WORK TO COMPLETE —
a: Answer these questions using the profile of Juan Pablo Goicochea:
(i) What is his place of birth?
(ii) What number does he wear for his current team?
(iii) Which club did he play for in his youth career from 2018 to 2022?
b: Quote the part of the profile of Juan Pablo Goicochea starting at "- 2026–: → Defensor" and ending at "footballer (born 2005)".

DOCUMENT EXTRACT —
=======

Juan Pablo Goicochea

Personal information
- Full name: Juan Pablo Goicochea del Carpio
- Date of birth: 12 January 2005 (age 21)
- Place of birth: Lima, Peru
- Height: 1.81 m (5 ft 11 in)
- Position: Forward

Team information
- Current team: Defensor Sporting (on loan from Platense)
- Number: 97

Youth career
- Esther Grande
- 2018–2022: Alianza Lima

Senior career*
- Years: Team / Apps / (Gls)
- 2022–2024: Alianza Lima / 4 / (0)
- 2024–: Platense / 1 / (0)
- 2026–: → Defensor Sporting (loan) / 2 / (0)

International career^{‡}
- 2022–2025: Peru U20 / 28 / (6)
- 2022–2024: Peru U23 / 8 / (1)
- 2026–: Peru / 1 / (0)

= Juan Pablo Goicochea =

Peruvian footballer (born 2005)

=======

Excerpts of location labeling data
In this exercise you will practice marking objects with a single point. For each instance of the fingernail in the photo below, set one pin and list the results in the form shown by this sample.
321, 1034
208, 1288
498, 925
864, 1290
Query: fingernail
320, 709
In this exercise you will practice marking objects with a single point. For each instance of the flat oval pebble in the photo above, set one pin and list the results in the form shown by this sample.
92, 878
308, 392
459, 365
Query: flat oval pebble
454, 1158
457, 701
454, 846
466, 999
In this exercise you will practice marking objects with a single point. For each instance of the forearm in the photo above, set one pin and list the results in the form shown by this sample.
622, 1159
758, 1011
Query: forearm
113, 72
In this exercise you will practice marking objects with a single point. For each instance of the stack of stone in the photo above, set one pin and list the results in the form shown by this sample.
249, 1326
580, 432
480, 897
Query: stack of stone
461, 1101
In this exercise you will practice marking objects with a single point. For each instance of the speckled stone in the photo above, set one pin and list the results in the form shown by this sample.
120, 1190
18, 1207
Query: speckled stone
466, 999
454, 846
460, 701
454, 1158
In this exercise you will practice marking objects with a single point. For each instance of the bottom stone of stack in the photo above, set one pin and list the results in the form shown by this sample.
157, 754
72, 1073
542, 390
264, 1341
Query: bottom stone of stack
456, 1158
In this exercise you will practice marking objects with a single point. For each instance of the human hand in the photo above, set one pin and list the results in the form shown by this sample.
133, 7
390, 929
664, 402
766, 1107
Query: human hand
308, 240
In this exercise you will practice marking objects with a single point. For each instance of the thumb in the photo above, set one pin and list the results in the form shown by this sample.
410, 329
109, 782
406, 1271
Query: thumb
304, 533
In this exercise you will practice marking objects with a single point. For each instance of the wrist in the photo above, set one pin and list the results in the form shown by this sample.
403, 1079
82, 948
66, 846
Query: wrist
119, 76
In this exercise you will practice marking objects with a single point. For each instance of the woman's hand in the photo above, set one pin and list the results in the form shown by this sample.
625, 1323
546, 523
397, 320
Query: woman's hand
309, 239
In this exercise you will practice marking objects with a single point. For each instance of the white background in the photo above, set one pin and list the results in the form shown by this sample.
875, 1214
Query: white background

=======

RESULTS OF THE TASKS —
a:
(i) Lima, Peru
(ii) 97
(iii) Alianza Lima

b:
- 2026–: → Defensor Sporting (loan) / 2 / (0)

International career^{‡}
- 2022–2025: Peru U20 / 28 / (6)
- 2022–2024: Peru U23 / 8 / (1)
- 2026–: Peru / 1 / (0)

= Juan Pablo Goicochea =

Peruvian footballer (born 2005)